What you need to do:
Pick up the piece about a mother's final year of life and continue it from its last sentence.

Text block:
____

Monday 12 January 2009

Chapter One

You have a year to live.

How does that make you feel?

Are you going to sit around and think about what that means or are you going to think like Penny? Penny's attitude was "Right then, bring it on. I'm going to live every last second I have to the full."

When my mother told me she had 'a year' it took me a while to realise she meant a year to live – just a year. At first, I thought she meant she'd be ill for a year. I imagined a year of comings and goings to hospital, a year of radiotherapy, of chemotherapy, of losing appetite, losing hair, not having much energy, basically a year of illness getting in the way of life. But I thought there was light at the end of the tunnel.

Self preservation, I reckon.

I can't remember now exactly when the realisation came in my own case but I think it was pretty close to the end. I continued to believe that my mother would get better even when she was mostly bedridden, not eating, barely drinking.

____

Given data:

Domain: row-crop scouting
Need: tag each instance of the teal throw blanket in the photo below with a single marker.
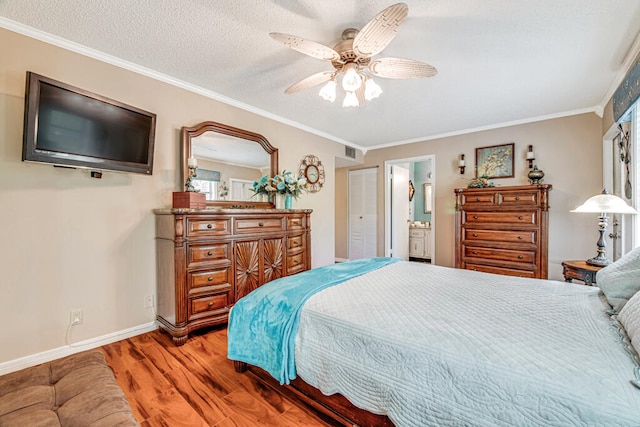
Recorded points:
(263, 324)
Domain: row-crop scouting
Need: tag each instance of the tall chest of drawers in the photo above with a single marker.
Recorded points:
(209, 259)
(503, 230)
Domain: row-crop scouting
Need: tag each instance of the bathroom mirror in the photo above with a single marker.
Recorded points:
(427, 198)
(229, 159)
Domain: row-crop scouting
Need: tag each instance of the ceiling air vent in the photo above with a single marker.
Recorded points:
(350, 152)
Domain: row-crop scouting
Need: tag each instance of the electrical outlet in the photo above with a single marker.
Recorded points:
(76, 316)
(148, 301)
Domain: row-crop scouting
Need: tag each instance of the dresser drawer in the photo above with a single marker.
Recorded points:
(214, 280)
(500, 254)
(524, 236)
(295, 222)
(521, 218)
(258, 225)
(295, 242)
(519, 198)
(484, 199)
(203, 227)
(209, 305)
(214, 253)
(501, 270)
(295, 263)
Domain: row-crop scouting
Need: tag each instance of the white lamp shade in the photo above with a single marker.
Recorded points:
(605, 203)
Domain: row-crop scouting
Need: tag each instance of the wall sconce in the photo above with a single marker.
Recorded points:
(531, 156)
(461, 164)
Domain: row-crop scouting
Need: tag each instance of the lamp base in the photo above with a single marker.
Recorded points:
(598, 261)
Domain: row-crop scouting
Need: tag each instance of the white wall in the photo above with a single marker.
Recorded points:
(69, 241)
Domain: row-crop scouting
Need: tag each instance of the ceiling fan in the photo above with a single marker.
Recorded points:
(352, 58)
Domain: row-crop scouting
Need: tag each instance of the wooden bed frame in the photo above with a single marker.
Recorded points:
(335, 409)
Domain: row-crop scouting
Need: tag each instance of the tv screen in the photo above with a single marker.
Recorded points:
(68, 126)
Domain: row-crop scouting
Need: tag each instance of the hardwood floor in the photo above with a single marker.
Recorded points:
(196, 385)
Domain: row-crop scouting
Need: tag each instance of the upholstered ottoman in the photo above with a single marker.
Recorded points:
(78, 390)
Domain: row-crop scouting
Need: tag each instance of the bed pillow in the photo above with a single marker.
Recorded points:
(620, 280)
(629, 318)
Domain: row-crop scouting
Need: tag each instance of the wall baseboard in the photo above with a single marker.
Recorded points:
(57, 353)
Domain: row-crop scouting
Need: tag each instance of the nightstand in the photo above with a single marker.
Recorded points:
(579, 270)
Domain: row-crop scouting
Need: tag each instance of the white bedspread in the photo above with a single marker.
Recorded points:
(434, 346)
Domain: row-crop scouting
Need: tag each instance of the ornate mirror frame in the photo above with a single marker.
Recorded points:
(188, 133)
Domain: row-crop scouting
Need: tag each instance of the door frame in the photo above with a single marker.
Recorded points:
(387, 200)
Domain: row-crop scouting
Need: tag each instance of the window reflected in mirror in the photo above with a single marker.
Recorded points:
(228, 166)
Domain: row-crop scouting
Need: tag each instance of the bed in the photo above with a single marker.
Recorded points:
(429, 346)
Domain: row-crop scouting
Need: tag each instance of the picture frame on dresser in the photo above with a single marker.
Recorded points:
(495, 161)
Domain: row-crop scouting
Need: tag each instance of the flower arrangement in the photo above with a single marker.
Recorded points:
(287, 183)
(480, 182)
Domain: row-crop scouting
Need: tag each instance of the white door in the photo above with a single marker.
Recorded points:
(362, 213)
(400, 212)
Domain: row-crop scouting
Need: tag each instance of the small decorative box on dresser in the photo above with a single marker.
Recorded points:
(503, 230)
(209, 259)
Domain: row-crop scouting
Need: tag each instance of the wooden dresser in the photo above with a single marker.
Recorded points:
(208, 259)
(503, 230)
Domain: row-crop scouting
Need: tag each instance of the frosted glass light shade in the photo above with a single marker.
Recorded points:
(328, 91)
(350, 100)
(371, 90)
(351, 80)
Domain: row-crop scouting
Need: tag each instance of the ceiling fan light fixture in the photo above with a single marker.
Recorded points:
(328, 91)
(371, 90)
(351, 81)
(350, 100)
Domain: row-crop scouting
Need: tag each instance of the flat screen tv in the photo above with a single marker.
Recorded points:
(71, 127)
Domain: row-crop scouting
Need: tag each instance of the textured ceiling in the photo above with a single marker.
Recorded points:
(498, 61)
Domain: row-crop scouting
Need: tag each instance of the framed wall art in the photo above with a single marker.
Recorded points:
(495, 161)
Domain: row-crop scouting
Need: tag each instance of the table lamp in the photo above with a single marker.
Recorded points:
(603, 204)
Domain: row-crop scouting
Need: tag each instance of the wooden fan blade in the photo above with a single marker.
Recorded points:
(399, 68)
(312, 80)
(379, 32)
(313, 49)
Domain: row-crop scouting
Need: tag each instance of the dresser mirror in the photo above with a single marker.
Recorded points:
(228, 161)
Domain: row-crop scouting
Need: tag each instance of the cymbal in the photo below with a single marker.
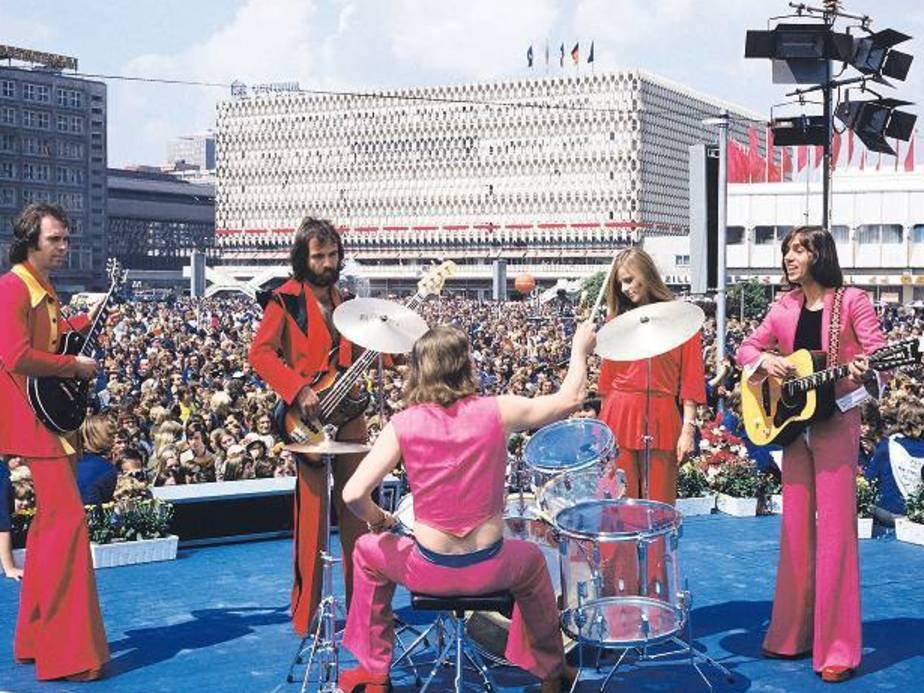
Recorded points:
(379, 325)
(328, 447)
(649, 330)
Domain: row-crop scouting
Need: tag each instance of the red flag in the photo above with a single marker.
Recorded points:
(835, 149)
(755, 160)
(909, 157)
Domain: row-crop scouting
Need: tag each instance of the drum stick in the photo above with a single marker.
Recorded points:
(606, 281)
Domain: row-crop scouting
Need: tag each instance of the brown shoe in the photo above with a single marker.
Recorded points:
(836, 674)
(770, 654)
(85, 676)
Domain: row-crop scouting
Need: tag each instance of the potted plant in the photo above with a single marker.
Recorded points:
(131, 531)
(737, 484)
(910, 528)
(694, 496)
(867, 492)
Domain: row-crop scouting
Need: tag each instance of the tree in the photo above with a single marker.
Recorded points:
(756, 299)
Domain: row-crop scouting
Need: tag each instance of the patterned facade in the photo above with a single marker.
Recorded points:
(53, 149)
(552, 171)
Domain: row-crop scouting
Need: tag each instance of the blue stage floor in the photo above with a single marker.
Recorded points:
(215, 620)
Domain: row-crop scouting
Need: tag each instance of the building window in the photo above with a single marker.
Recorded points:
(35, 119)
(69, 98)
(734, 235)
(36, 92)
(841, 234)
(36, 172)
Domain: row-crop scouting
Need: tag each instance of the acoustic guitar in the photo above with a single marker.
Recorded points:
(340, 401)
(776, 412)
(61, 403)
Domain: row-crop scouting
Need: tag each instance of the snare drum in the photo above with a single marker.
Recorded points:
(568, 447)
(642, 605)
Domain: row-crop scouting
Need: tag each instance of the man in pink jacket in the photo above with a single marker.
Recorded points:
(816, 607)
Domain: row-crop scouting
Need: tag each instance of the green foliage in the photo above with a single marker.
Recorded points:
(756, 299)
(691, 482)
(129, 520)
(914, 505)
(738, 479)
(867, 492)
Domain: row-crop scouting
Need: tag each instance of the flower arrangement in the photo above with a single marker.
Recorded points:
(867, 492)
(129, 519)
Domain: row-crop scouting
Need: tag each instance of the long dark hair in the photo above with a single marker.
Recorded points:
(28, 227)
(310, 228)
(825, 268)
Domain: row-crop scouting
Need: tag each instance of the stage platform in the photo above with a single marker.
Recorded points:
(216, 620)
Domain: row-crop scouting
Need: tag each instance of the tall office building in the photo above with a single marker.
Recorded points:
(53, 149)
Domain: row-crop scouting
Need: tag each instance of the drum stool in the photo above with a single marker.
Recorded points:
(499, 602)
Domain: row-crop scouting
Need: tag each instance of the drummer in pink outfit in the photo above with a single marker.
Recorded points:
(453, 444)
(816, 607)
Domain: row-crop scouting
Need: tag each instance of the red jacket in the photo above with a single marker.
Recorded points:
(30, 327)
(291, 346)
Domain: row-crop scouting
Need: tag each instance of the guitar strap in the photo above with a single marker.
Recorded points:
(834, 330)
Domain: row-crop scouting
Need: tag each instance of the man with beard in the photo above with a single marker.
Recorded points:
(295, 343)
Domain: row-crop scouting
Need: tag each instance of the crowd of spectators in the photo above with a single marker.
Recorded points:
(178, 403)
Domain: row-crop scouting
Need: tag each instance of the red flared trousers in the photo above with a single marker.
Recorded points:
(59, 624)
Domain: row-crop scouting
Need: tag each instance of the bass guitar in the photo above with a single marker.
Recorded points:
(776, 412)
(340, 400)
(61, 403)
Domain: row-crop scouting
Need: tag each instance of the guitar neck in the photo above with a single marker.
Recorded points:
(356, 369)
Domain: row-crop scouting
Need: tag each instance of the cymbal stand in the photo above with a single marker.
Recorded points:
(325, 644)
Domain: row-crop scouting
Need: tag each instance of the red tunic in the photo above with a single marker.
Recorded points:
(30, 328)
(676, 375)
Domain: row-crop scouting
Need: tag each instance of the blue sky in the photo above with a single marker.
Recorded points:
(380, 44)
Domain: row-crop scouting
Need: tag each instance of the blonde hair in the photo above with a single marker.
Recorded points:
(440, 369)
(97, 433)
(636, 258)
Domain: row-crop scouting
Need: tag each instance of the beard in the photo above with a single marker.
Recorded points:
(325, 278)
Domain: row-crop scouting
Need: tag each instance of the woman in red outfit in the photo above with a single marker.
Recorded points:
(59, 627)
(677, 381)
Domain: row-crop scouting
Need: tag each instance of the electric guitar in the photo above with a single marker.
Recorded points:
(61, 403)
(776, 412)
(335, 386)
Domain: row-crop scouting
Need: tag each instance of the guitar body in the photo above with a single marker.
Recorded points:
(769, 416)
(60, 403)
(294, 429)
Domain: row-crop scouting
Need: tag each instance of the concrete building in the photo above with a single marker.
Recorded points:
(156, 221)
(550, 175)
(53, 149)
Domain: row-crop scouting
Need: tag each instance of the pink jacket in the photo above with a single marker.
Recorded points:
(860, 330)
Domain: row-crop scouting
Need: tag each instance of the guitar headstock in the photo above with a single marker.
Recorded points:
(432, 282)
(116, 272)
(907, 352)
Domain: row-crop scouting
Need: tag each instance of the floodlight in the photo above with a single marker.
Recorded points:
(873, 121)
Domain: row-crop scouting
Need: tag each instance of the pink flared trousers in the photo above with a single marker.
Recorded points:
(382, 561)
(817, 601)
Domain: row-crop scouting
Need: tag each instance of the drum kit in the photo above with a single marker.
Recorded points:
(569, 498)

____

Exercise response:
Annie, too, believes in the wonders of modern medicine. She believes her mother will get better. Penny is a strong character. She is full of determination and she is damned sure that she is going to make the most of life. This illness isn't going to get her down.

Is Annie being unrealistic? Undoubtedly, but I'm not going to tell her that.


 


 


 

Origins

Between the lines of Dance with Me are two major themes, bereavement and achievement.


 

Firstly Dance with Me was my own way of dealing with bereavement. I have come to realise, lately, that I deal with most of my stressful situations through writing. Somehow, I find that writing eases the pain. I wonder if I have perhaps offloaded some of the pain I feel onto my characters. I have shed a tear or two in writing this story, but telling myself this is fiction has allowed me to blub while in the zone, and then pull myself together – because it is not me feeling this pain, it's my characters. Well, I think that's healthy even if it is a bit like writing in to an agony aunt on the pretext of 'I've got this friend who...'


 

Dance with Me was also a response to a personal need to explore my own life choices.


 

In coming to terms with the loss of my mother and my aunt and discovering the hereditary nature of their killer disease, as well as becoming a mother myself, I lost any kind of feeling of ambition, other than an overwhelming desire to stay alive long enough to see my two daughters to secondary school. So two interlinked issues I wanted to explore were ambition and achievement and how these fit into a post-feminist society.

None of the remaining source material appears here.